• Task details:
Go through the data and copy each line where the string "sneaker" appears.

(Source records)

BEGIN

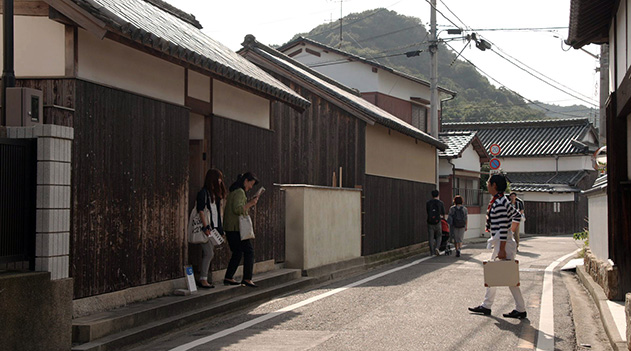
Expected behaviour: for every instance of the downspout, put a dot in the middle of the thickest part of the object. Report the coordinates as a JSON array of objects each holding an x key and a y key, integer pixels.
[
  {"x": 8, "y": 74},
  {"x": 453, "y": 176}
]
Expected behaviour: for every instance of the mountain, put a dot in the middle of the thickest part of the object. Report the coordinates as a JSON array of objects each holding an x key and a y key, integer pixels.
[{"x": 387, "y": 36}]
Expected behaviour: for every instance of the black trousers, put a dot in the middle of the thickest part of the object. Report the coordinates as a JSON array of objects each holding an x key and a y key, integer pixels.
[{"x": 240, "y": 248}]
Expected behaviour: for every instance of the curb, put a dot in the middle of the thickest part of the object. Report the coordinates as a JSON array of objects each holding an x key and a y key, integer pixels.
[{"x": 598, "y": 295}]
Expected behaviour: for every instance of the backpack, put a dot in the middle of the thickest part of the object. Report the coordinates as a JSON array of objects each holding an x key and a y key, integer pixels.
[
  {"x": 459, "y": 219},
  {"x": 433, "y": 215}
]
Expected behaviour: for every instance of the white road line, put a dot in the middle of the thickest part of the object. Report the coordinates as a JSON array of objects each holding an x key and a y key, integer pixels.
[
  {"x": 281, "y": 311},
  {"x": 545, "y": 337}
]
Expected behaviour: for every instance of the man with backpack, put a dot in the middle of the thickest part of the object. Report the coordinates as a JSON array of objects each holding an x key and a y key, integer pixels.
[
  {"x": 435, "y": 211},
  {"x": 458, "y": 219}
]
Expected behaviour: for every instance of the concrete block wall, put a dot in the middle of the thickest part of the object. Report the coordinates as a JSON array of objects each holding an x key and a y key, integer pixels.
[{"x": 54, "y": 156}]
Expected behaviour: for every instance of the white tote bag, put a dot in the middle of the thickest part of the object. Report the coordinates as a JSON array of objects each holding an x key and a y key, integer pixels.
[
  {"x": 245, "y": 227},
  {"x": 215, "y": 238},
  {"x": 196, "y": 233}
]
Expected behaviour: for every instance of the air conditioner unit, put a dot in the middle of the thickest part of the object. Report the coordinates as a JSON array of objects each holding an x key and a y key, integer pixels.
[{"x": 24, "y": 107}]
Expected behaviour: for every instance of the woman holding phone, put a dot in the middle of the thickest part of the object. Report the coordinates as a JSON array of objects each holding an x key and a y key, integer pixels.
[{"x": 237, "y": 205}]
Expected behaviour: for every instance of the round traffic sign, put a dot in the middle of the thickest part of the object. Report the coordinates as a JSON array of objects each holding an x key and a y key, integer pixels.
[{"x": 495, "y": 149}]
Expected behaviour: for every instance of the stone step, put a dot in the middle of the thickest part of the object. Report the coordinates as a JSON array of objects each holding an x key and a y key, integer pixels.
[{"x": 108, "y": 330}]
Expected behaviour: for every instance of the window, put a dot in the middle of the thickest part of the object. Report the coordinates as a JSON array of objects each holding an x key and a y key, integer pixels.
[{"x": 556, "y": 207}]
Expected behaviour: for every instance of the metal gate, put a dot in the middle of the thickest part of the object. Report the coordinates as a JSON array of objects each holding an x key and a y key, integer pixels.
[{"x": 18, "y": 175}]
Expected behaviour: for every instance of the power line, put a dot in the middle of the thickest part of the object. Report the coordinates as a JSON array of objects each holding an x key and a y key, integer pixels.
[
  {"x": 544, "y": 81},
  {"x": 442, "y": 14},
  {"x": 514, "y": 92},
  {"x": 532, "y": 29},
  {"x": 458, "y": 18}
]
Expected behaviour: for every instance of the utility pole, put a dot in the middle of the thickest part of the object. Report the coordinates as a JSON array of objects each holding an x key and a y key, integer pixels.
[{"x": 433, "y": 79}]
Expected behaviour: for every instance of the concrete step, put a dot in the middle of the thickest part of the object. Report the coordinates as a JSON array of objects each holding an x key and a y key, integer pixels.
[{"x": 113, "y": 330}]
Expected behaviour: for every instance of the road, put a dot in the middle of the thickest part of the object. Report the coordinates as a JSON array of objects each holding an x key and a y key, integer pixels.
[{"x": 416, "y": 304}]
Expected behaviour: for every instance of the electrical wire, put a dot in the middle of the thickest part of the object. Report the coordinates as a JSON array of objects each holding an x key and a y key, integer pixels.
[
  {"x": 507, "y": 88},
  {"x": 543, "y": 80}
]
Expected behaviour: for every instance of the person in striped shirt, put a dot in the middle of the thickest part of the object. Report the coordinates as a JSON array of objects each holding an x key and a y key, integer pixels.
[{"x": 502, "y": 219}]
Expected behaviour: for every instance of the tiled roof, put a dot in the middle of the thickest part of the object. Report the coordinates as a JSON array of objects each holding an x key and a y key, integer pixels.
[
  {"x": 589, "y": 22},
  {"x": 351, "y": 98},
  {"x": 298, "y": 40},
  {"x": 164, "y": 28},
  {"x": 458, "y": 141},
  {"x": 546, "y": 181},
  {"x": 531, "y": 138}
]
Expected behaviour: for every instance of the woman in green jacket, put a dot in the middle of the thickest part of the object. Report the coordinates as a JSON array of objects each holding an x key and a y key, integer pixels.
[{"x": 237, "y": 205}]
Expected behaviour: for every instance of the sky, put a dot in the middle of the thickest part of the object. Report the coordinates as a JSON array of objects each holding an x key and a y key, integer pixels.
[{"x": 540, "y": 52}]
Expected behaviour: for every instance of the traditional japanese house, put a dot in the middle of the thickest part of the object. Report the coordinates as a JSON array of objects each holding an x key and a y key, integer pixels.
[
  {"x": 392, "y": 161},
  {"x": 547, "y": 163},
  {"x": 459, "y": 170},
  {"x": 606, "y": 23},
  {"x": 152, "y": 100}
]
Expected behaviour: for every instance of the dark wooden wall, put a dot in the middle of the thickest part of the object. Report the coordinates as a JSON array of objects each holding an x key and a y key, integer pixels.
[
  {"x": 129, "y": 190},
  {"x": 395, "y": 213},
  {"x": 541, "y": 218},
  {"x": 618, "y": 182},
  {"x": 315, "y": 144},
  {"x": 59, "y": 98},
  {"x": 237, "y": 148}
]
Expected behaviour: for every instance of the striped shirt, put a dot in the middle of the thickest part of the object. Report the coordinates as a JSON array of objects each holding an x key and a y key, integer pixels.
[{"x": 500, "y": 216}]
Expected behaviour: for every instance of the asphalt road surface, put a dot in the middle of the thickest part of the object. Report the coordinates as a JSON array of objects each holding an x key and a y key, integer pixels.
[{"x": 416, "y": 304}]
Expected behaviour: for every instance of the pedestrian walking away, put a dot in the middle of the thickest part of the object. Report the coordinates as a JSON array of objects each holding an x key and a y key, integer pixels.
[
  {"x": 435, "y": 211},
  {"x": 519, "y": 205},
  {"x": 458, "y": 219},
  {"x": 237, "y": 205},
  {"x": 501, "y": 220},
  {"x": 210, "y": 197}
]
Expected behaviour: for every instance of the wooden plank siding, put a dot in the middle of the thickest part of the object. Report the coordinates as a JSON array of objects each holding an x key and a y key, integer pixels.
[
  {"x": 395, "y": 214},
  {"x": 129, "y": 190},
  {"x": 59, "y": 98},
  {"x": 542, "y": 220},
  {"x": 237, "y": 148}
]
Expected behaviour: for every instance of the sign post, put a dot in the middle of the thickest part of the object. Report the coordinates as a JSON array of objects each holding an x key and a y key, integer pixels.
[{"x": 494, "y": 163}]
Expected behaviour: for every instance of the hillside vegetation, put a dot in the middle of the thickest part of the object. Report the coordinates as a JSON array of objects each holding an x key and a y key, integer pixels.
[{"x": 386, "y": 36}]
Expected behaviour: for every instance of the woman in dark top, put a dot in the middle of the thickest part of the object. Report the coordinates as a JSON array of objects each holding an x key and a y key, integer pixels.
[
  {"x": 210, "y": 197},
  {"x": 237, "y": 205}
]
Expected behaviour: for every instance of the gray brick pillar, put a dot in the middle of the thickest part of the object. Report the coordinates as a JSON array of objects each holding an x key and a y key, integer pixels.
[{"x": 54, "y": 151}]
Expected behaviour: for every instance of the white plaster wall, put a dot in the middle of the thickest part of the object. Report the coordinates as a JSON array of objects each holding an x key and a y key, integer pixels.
[
  {"x": 39, "y": 47},
  {"x": 547, "y": 197},
  {"x": 198, "y": 86},
  {"x": 629, "y": 147},
  {"x": 239, "y": 105},
  {"x": 402, "y": 88},
  {"x": 398, "y": 156},
  {"x": 196, "y": 126},
  {"x": 113, "y": 64},
  {"x": 352, "y": 74},
  {"x": 476, "y": 226},
  {"x": 621, "y": 42},
  {"x": 310, "y": 240},
  {"x": 469, "y": 161},
  {"x": 545, "y": 164},
  {"x": 598, "y": 226},
  {"x": 444, "y": 168}
]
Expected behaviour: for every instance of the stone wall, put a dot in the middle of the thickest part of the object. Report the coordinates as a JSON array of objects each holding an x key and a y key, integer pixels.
[{"x": 604, "y": 274}]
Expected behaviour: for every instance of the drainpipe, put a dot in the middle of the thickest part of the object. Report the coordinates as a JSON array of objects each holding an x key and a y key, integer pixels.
[
  {"x": 453, "y": 176},
  {"x": 8, "y": 74}
]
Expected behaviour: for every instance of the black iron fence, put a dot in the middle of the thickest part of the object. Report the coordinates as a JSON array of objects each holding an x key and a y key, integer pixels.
[{"x": 18, "y": 175}]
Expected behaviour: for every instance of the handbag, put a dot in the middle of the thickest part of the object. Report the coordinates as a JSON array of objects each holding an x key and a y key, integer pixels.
[
  {"x": 501, "y": 273},
  {"x": 196, "y": 233},
  {"x": 245, "y": 227},
  {"x": 215, "y": 238}
]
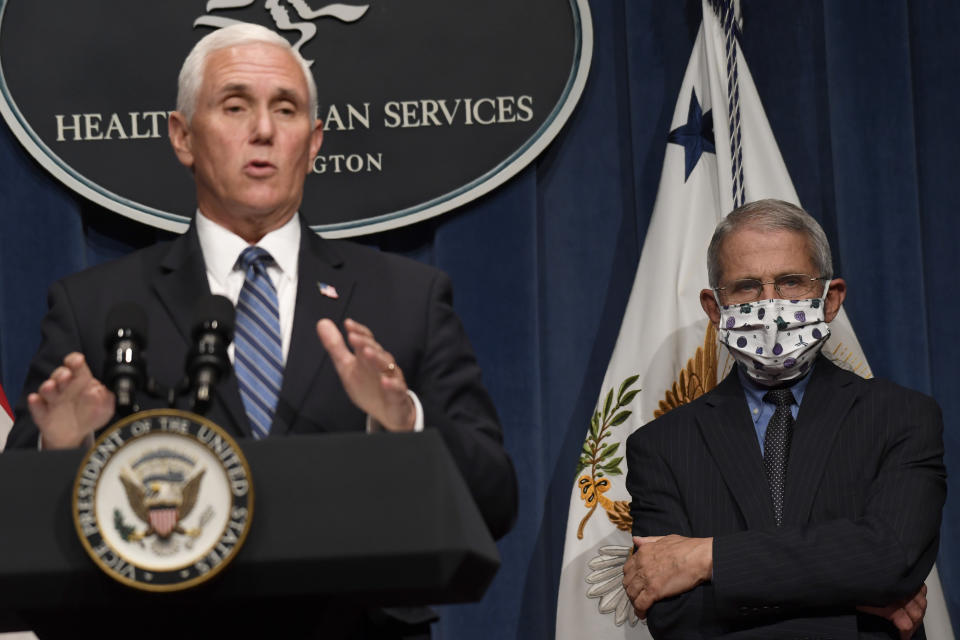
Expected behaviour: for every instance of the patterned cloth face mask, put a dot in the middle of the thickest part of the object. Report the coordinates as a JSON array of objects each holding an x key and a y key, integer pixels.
[{"x": 775, "y": 340}]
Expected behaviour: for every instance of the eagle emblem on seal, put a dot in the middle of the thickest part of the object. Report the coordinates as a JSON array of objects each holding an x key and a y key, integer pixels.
[{"x": 162, "y": 487}]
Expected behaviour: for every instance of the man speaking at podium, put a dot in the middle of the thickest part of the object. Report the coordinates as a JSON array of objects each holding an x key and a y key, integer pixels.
[{"x": 245, "y": 126}]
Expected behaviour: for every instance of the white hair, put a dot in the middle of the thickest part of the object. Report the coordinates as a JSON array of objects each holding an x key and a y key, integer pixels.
[
  {"x": 771, "y": 215},
  {"x": 191, "y": 73}
]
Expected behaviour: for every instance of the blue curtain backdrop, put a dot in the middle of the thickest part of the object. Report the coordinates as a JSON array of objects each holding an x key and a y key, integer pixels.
[{"x": 861, "y": 97}]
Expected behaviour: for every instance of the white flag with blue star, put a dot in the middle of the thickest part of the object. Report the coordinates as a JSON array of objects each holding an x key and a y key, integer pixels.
[{"x": 720, "y": 153}]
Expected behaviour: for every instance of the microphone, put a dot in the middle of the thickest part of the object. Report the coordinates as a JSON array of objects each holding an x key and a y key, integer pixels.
[
  {"x": 207, "y": 360},
  {"x": 125, "y": 342}
]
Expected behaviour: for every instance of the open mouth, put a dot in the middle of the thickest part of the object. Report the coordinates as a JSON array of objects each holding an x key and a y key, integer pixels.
[{"x": 259, "y": 168}]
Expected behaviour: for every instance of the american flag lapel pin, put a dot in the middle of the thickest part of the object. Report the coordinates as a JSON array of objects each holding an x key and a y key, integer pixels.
[{"x": 328, "y": 290}]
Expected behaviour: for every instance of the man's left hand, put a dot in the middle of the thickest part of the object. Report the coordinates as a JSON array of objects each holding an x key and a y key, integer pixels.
[
  {"x": 906, "y": 615},
  {"x": 664, "y": 566},
  {"x": 369, "y": 374}
]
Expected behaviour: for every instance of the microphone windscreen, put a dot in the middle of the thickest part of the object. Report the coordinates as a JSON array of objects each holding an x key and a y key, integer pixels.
[
  {"x": 215, "y": 313},
  {"x": 126, "y": 317}
]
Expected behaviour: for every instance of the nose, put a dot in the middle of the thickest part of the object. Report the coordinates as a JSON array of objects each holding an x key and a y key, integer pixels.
[
  {"x": 262, "y": 126},
  {"x": 769, "y": 291}
]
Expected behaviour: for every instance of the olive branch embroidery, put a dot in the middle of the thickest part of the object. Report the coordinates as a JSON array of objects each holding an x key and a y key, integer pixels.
[{"x": 601, "y": 458}]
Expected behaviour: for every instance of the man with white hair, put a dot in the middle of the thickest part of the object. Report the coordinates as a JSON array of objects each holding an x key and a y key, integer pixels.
[
  {"x": 795, "y": 499},
  {"x": 246, "y": 127}
]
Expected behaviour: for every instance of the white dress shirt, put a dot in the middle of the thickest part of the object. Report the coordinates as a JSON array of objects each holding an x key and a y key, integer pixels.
[{"x": 221, "y": 248}]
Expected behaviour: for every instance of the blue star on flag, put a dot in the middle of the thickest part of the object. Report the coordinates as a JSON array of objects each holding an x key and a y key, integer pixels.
[{"x": 696, "y": 136}]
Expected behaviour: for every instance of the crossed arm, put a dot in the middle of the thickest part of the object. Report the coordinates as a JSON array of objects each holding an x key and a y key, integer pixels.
[{"x": 873, "y": 561}]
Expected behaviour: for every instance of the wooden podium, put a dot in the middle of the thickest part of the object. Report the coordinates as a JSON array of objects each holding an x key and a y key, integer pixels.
[{"x": 340, "y": 520}]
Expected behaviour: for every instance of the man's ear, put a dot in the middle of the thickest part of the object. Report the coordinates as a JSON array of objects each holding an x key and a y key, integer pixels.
[
  {"x": 180, "y": 138},
  {"x": 835, "y": 297},
  {"x": 316, "y": 140},
  {"x": 709, "y": 303}
]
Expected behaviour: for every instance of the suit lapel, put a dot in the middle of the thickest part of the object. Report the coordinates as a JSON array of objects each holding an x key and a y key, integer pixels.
[
  {"x": 826, "y": 402},
  {"x": 319, "y": 264},
  {"x": 728, "y": 432},
  {"x": 179, "y": 283}
]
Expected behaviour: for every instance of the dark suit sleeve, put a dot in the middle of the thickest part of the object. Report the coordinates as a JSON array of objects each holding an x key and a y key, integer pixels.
[
  {"x": 881, "y": 555},
  {"x": 657, "y": 508},
  {"x": 449, "y": 386},
  {"x": 59, "y": 336}
]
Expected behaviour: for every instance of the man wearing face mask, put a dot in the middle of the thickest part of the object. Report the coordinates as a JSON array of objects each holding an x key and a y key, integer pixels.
[{"x": 795, "y": 499}]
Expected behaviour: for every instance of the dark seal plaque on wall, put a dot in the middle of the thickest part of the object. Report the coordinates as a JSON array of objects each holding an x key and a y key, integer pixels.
[{"x": 426, "y": 104}]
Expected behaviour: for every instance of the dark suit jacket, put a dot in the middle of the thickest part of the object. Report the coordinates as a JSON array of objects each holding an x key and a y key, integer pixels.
[
  {"x": 864, "y": 490},
  {"x": 407, "y": 305}
]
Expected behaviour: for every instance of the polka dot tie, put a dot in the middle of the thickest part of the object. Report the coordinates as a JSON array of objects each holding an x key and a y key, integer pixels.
[{"x": 776, "y": 446}]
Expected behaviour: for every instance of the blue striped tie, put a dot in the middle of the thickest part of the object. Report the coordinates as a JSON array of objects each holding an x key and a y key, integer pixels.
[{"x": 258, "y": 353}]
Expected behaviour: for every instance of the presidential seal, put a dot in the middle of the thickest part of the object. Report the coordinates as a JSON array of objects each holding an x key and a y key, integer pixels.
[{"x": 163, "y": 501}]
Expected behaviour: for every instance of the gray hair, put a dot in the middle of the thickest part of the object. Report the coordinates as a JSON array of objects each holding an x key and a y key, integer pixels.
[
  {"x": 191, "y": 73},
  {"x": 771, "y": 215}
]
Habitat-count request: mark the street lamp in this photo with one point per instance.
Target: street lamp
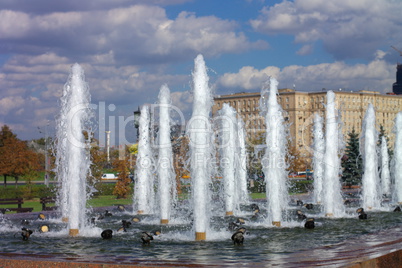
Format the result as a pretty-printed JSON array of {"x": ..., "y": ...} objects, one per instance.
[{"x": 137, "y": 115}]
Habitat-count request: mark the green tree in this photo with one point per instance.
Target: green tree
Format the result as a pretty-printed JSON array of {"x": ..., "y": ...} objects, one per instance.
[
  {"x": 16, "y": 159},
  {"x": 352, "y": 162}
]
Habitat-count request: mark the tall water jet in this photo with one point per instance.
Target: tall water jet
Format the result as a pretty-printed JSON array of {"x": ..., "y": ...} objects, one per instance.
[
  {"x": 370, "y": 180},
  {"x": 332, "y": 201},
  {"x": 241, "y": 167},
  {"x": 397, "y": 161},
  {"x": 228, "y": 145},
  {"x": 201, "y": 151},
  {"x": 144, "y": 192},
  {"x": 385, "y": 173},
  {"x": 166, "y": 174},
  {"x": 274, "y": 165},
  {"x": 72, "y": 157},
  {"x": 318, "y": 158}
]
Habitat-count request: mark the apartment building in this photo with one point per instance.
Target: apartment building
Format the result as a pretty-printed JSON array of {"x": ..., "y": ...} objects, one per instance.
[{"x": 299, "y": 109}]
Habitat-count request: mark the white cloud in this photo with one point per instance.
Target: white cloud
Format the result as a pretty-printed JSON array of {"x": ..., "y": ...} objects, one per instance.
[
  {"x": 138, "y": 34},
  {"x": 377, "y": 75},
  {"x": 248, "y": 78},
  {"x": 348, "y": 29}
]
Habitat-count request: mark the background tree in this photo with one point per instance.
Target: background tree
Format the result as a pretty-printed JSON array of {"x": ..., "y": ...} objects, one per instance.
[
  {"x": 352, "y": 162},
  {"x": 16, "y": 159},
  {"x": 383, "y": 134}
]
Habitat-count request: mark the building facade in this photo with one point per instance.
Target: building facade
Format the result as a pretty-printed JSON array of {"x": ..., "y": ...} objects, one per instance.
[{"x": 299, "y": 109}]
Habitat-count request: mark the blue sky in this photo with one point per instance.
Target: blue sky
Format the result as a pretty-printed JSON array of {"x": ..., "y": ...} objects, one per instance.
[{"x": 130, "y": 48}]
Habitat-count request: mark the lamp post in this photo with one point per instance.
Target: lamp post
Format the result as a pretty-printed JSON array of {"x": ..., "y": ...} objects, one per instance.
[
  {"x": 46, "y": 156},
  {"x": 137, "y": 115}
]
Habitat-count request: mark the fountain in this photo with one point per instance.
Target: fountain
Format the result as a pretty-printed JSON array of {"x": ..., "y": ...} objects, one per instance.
[
  {"x": 200, "y": 134},
  {"x": 166, "y": 174},
  {"x": 397, "y": 161},
  {"x": 241, "y": 168},
  {"x": 385, "y": 173},
  {"x": 370, "y": 181},
  {"x": 332, "y": 201},
  {"x": 274, "y": 165},
  {"x": 144, "y": 193},
  {"x": 228, "y": 144},
  {"x": 318, "y": 156},
  {"x": 72, "y": 160}
]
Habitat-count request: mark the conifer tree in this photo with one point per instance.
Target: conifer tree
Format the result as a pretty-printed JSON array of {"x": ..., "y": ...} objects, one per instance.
[{"x": 352, "y": 162}]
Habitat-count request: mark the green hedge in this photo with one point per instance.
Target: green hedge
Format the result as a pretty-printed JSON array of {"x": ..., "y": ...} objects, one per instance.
[{"x": 26, "y": 192}]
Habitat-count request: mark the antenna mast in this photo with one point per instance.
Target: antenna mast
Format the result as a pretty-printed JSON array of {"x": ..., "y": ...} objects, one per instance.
[{"x": 400, "y": 52}]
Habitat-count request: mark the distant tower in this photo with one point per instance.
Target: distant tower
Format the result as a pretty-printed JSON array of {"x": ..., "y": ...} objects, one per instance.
[
  {"x": 397, "y": 86},
  {"x": 108, "y": 145}
]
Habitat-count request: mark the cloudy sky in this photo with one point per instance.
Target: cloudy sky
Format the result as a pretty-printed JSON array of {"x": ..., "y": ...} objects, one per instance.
[{"x": 130, "y": 48}]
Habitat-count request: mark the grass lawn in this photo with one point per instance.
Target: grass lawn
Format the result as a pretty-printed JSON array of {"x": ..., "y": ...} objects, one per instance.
[
  {"x": 108, "y": 200},
  {"x": 99, "y": 201}
]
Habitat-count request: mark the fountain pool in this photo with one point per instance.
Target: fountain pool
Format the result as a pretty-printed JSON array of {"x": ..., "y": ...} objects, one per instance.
[{"x": 286, "y": 246}]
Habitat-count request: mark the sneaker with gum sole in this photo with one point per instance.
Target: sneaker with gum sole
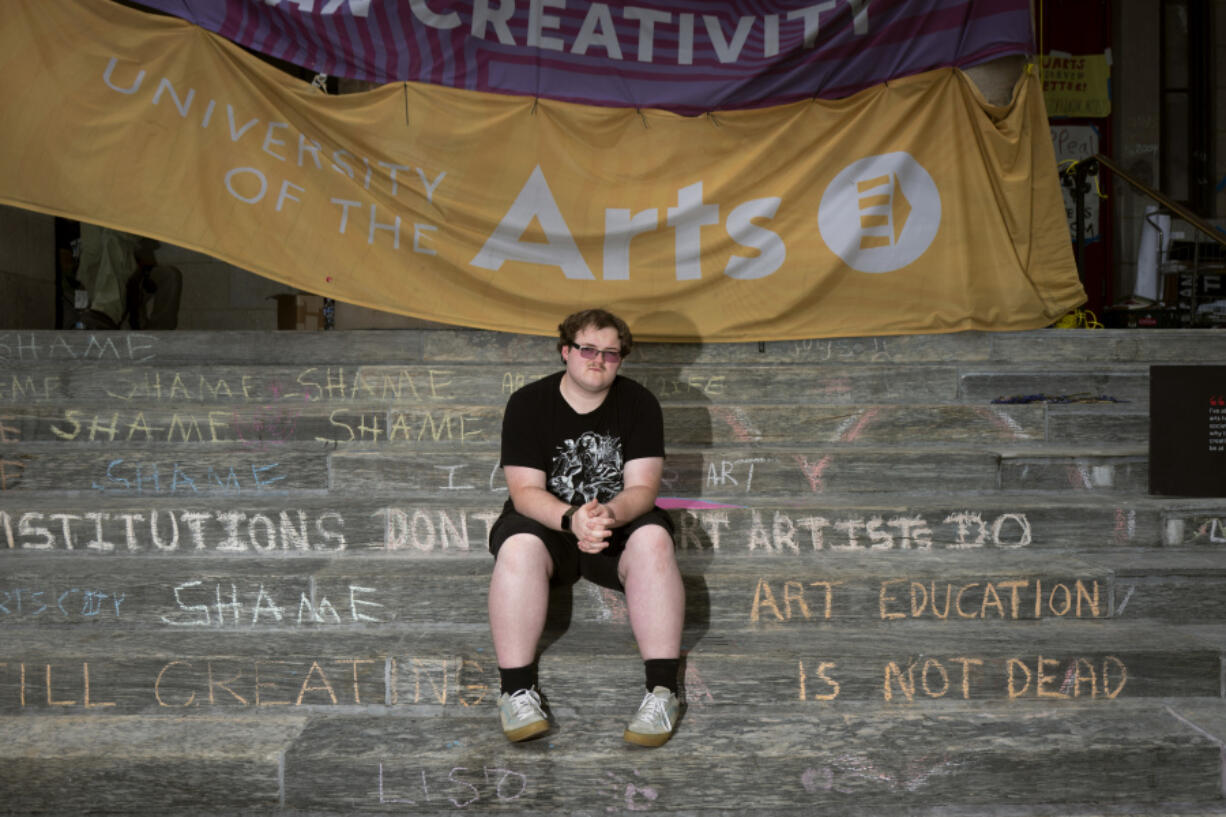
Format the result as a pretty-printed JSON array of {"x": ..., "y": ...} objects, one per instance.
[
  {"x": 522, "y": 714},
  {"x": 652, "y": 725}
]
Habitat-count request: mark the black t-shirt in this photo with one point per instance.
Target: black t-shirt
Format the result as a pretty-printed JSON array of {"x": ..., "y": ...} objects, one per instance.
[{"x": 581, "y": 455}]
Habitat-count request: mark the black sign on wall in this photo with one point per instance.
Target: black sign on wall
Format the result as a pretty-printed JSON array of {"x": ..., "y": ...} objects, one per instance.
[{"x": 1188, "y": 431}]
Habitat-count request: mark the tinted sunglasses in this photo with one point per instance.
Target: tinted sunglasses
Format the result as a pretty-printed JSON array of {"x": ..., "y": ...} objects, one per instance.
[{"x": 590, "y": 352}]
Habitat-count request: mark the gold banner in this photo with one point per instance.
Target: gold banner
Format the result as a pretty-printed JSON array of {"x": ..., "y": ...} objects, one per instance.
[{"x": 909, "y": 207}]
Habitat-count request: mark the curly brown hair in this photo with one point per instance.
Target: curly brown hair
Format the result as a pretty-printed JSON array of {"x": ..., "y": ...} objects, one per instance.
[{"x": 593, "y": 319}]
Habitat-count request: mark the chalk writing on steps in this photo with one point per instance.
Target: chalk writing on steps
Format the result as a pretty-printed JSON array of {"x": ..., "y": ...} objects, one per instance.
[
  {"x": 77, "y": 346},
  {"x": 965, "y": 677},
  {"x": 461, "y": 786},
  {"x": 222, "y": 605},
  {"x": 433, "y": 529},
  {"x": 68, "y": 604},
  {"x": 141, "y": 477},
  {"x": 983, "y": 599}
]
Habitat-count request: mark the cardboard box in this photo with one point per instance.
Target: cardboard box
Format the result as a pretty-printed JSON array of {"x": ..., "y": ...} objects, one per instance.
[{"x": 302, "y": 312}]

END

• Solution:
Habitat-count request: mark the sneaker with gum sole in this photo with one point per instance.
Target: sneaker with gum sole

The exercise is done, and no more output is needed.